-------- Material for this task --------

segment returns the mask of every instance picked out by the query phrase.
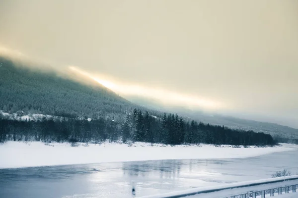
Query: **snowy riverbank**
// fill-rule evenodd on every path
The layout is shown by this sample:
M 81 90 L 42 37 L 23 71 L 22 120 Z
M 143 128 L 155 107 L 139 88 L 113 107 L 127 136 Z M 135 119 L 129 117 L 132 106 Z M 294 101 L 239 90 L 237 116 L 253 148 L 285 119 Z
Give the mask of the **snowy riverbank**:
M 172 159 L 245 158 L 298 149 L 282 144 L 267 148 L 221 147 L 213 145 L 179 145 L 136 143 L 132 145 L 103 143 L 69 143 L 8 142 L 0 145 L 0 168 Z

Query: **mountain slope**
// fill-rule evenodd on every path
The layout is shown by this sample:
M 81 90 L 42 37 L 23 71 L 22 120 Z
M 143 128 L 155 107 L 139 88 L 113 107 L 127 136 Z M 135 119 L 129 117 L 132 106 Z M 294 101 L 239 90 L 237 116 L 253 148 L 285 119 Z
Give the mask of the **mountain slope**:
M 53 71 L 37 71 L 0 57 L 0 109 L 96 118 L 125 114 L 135 105 L 100 85 L 85 85 Z
M 159 104 L 157 101 L 142 98 L 131 97 L 128 98 L 130 101 L 150 108 L 158 109 L 161 111 L 178 113 L 189 119 L 209 123 L 213 125 L 224 125 L 232 129 L 240 129 L 244 130 L 253 130 L 259 132 L 277 135 L 284 133 L 286 137 L 298 138 L 298 129 L 276 123 L 259 122 L 252 120 L 240 119 L 232 116 L 224 116 L 217 114 L 209 114 L 195 110 L 177 106 L 164 106 Z

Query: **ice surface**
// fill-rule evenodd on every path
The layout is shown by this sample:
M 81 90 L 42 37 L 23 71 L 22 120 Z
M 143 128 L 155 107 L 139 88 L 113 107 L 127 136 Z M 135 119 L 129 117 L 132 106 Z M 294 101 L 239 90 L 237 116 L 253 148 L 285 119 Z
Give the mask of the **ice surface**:
M 245 158 L 296 150 L 298 146 L 248 148 L 225 146 L 165 146 L 136 143 L 79 144 L 7 142 L 0 145 L 0 168 L 160 159 Z

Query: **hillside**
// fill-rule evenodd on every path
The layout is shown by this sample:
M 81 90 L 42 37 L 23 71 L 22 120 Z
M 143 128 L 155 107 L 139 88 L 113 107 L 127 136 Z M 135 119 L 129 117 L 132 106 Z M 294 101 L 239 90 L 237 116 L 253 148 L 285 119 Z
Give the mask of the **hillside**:
M 29 69 L 0 57 L 0 109 L 14 113 L 117 119 L 136 106 L 98 84 L 84 85 L 50 70 Z
M 159 104 L 157 101 L 152 101 L 141 97 L 130 97 L 128 99 L 136 104 L 148 108 L 161 111 L 178 113 L 184 117 L 188 118 L 190 120 L 194 119 L 213 125 L 224 125 L 232 129 L 253 130 L 258 132 L 270 133 L 274 136 L 283 134 L 283 135 L 289 138 L 298 138 L 298 129 L 276 123 L 240 119 L 218 114 L 210 114 L 198 110 L 192 110 L 182 107 L 165 107 Z

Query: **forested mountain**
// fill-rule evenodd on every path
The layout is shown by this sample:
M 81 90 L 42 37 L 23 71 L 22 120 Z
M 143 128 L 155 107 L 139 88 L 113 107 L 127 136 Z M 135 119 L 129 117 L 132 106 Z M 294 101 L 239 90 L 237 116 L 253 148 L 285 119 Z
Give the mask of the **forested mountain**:
M 224 126 L 186 122 L 177 114 L 155 118 L 135 109 L 121 122 L 99 118 L 88 121 L 64 118 L 35 121 L 3 119 L 0 115 L 0 142 L 37 141 L 46 142 L 101 142 L 107 139 L 125 143 L 145 142 L 171 145 L 212 144 L 274 145 L 271 136 L 263 133 L 232 130 Z
M 273 135 L 280 135 L 281 133 L 282 133 L 283 134 L 283 136 L 288 138 L 294 137 L 298 139 L 298 129 L 276 123 L 240 119 L 217 113 L 211 114 L 199 110 L 190 110 L 182 107 L 164 106 L 158 104 L 157 101 L 152 101 L 141 97 L 130 97 L 127 99 L 145 107 L 162 111 L 171 113 L 177 112 L 184 117 L 188 117 L 191 120 L 194 119 L 203 123 L 213 125 L 224 125 L 235 129 L 238 129 L 246 131 L 253 130 L 259 132 L 268 133 Z
M 3 57 L 0 62 L 0 110 L 4 112 L 73 118 L 84 113 L 91 118 L 115 119 L 136 106 L 99 84 L 85 85 Z
M 109 139 L 172 145 L 275 144 L 270 135 L 163 114 L 134 104 L 100 85 L 80 84 L 50 70 L 16 65 L 7 58 L 0 58 L 0 108 L 3 112 L 57 116 L 20 120 L 1 114 L 1 142 Z

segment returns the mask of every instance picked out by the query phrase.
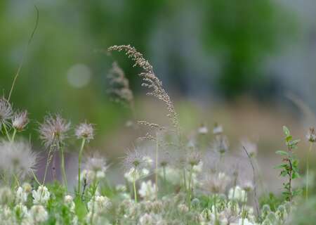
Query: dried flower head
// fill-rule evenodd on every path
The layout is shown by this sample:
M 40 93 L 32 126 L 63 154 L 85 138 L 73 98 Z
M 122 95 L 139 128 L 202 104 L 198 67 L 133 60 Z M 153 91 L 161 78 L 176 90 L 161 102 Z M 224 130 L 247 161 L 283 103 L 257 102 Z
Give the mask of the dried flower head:
M 29 143 L 19 140 L 0 143 L 0 167 L 4 172 L 21 178 L 32 174 L 37 165 L 37 154 Z
M 12 127 L 17 131 L 22 131 L 29 123 L 27 111 L 24 110 L 14 113 L 12 118 Z
M 74 132 L 78 139 L 84 139 L 88 141 L 93 139 L 94 130 L 93 127 L 91 124 L 83 122 L 79 124 L 79 126 L 76 128 Z
M 129 79 L 125 77 L 123 70 L 119 66 L 117 63 L 114 62 L 111 70 L 107 75 L 110 88 L 108 94 L 112 99 L 124 105 L 129 105 L 133 108 L 133 92 L 129 87 Z
M 109 51 L 125 51 L 126 55 L 135 62 L 133 66 L 138 65 L 143 68 L 144 71 L 139 75 L 143 78 L 143 83 L 142 86 L 151 90 L 147 93 L 147 95 L 154 96 L 166 104 L 169 111 L 167 117 L 172 121 L 174 127 L 178 128 L 178 115 L 175 111 L 173 103 L 163 88 L 162 82 L 154 74 L 152 66 L 143 58 L 143 54 L 137 51 L 134 47 L 130 45 L 114 45 L 109 47 L 107 50 Z
M 310 142 L 316 141 L 316 134 L 314 127 L 310 127 L 308 133 L 306 134 L 306 139 Z
M 4 98 L 0 98 L 0 128 L 3 125 L 8 126 L 12 118 L 12 107 L 10 103 Z
M 67 122 L 60 115 L 48 115 L 45 117 L 44 123 L 39 125 L 40 139 L 45 146 L 60 146 L 67 138 L 67 132 L 70 128 L 70 122 Z

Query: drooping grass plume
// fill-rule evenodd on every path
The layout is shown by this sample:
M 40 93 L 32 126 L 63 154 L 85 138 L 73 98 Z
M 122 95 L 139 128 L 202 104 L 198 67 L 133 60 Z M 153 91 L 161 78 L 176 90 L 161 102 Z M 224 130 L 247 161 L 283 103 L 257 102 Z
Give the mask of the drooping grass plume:
M 114 45 L 109 47 L 107 50 L 109 51 L 125 51 L 126 56 L 135 62 L 133 66 L 139 66 L 143 68 L 143 72 L 140 72 L 139 75 L 143 78 L 142 86 L 150 90 L 147 95 L 154 96 L 165 103 L 169 111 L 167 117 L 171 120 L 173 127 L 178 129 L 178 115 L 173 103 L 162 86 L 162 82 L 154 74 L 152 66 L 143 58 L 143 54 L 130 45 Z
M 111 98 L 124 105 L 129 106 L 134 110 L 133 95 L 129 86 L 129 82 L 125 77 L 124 72 L 117 62 L 114 62 L 107 76 L 110 88 L 107 92 Z

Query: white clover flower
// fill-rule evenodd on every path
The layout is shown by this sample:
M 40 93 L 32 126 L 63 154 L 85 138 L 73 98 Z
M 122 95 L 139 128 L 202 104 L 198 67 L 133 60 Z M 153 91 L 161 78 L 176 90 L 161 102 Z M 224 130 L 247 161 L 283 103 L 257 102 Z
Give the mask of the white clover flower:
M 228 199 L 235 200 L 239 202 L 244 202 L 246 200 L 246 193 L 239 186 L 237 186 L 235 188 L 232 188 L 228 191 Z
M 27 200 L 27 195 L 22 187 L 18 187 L 15 194 L 15 201 L 17 203 L 24 203 Z
M 11 202 L 13 199 L 13 195 L 11 189 L 8 187 L 0 188 L 0 203 L 2 205 Z
M 64 202 L 65 204 L 69 207 L 70 212 L 74 213 L 74 207 L 75 205 L 74 202 L 74 198 L 72 195 L 67 195 L 64 197 Z
M 48 219 L 48 214 L 43 205 L 35 205 L 29 210 L 29 216 L 34 224 L 41 223 Z
M 34 198 L 34 204 L 46 205 L 49 200 L 51 193 L 46 186 L 39 186 L 37 191 L 33 190 L 32 195 Z
M 22 203 L 19 203 L 14 207 L 14 214 L 18 220 L 26 219 L 29 216 L 27 207 Z
M 138 193 L 140 197 L 146 200 L 153 200 L 156 197 L 156 186 L 154 184 L 152 184 L 150 180 L 147 182 L 143 181 Z
M 123 184 L 118 184 L 116 186 L 115 190 L 119 192 L 125 192 L 126 191 L 126 186 Z
M 32 186 L 29 183 L 24 183 L 22 186 L 25 193 L 30 193 L 32 192 Z
M 138 225 L 151 225 L 155 224 L 155 219 L 152 217 L 151 214 L 147 213 L 144 214 L 139 219 Z

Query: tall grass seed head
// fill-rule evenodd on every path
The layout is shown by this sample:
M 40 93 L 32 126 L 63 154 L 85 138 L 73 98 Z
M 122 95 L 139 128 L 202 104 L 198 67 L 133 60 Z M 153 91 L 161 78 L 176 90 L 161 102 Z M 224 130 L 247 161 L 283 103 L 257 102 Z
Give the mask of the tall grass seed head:
M 10 103 L 4 98 L 0 98 L 0 128 L 2 126 L 8 126 L 12 118 L 12 107 Z
M 316 142 L 316 134 L 315 133 L 315 128 L 310 127 L 308 133 L 306 134 L 306 139 L 310 142 Z
M 12 118 L 12 127 L 18 131 L 22 131 L 29 123 L 27 111 L 15 112 Z
M 29 143 L 19 140 L 0 143 L 0 168 L 6 173 L 21 178 L 29 175 L 36 169 L 38 154 Z
M 45 117 L 44 123 L 39 125 L 39 137 L 46 148 L 53 145 L 59 147 L 67 137 L 67 132 L 70 129 L 70 122 L 60 115 L 48 115 Z
M 83 122 L 80 124 L 75 129 L 75 135 L 78 139 L 86 139 L 89 141 L 93 139 L 94 129 L 91 124 Z

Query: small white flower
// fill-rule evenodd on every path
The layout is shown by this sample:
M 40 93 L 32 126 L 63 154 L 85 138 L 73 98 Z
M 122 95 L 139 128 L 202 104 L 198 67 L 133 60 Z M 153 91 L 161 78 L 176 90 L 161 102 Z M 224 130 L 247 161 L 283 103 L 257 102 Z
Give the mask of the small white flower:
M 33 196 L 33 203 L 35 205 L 46 205 L 49 200 L 51 193 L 47 188 L 44 186 L 39 186 L 37 191 L 33 190 L 32 192 Z
M 33 205 L 29 210 L 29 214 L 34 224 L 41 223 L 48 219 L 48 214 L 41 205 Z
M 27 200 L 27 193 L 26 193 L 23 188 L 18 187 L 18 190 L 16 191 L 16 195 L 15 195 L 15 201 L 18 203 L 24 203 Z
M 230 189 L 228 192 L 228 199 L 235 200 L 239 202 L 246 200 L 246 193 L 242 190 L 239 186 L 237 186 L 235 188 Z
M 75 205 L 74 202 L 74 198 L 72 195 L 67 195 L 64 198 L 64 202 L 66 205 L 67 205 L 72 212 L 74 212 Z
M 152 181 L 143 181 L 138 191 L 139 195 L 146 200 L 153 200 L 155 198 L 156 187 Z

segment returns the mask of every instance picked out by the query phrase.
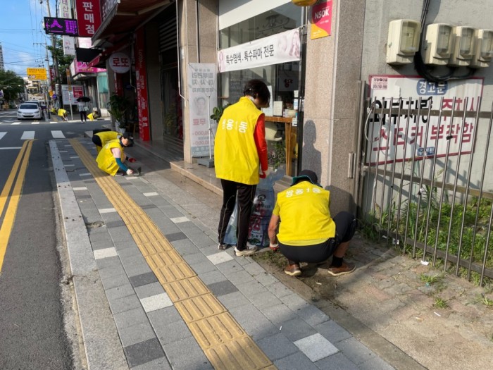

--------

Task
Convert the stretch of the data above from the line containing "Query: **ice surface**" through the line containing "M 245 158 L", both ends included, into a numbered list, omitting any blank lines.

Exercise answer
1. Query: **ice surface**
2. // fill-rule evenodd on every path
3. The layout is shown by this sample:
4. M 81 90 L 42 37 L 23 71 L 22 120 Z
5. M 143 128 L 155 107 L 139 88 L 113 107 L 127 136 Z M 135 119 L 129 117 L 132 106 Z M 294 101 L 239 90 L 237 116 L 253 148 L 285 119 Z
6. Give the mask of the **ice surface**:
7. M 245 158 L 296 150 L 298 146 L 248 148 L 225 146 L 165 146 L 136 143 L 79 144 L 7 142 L 0 145 L 0 168 L 160 159 Z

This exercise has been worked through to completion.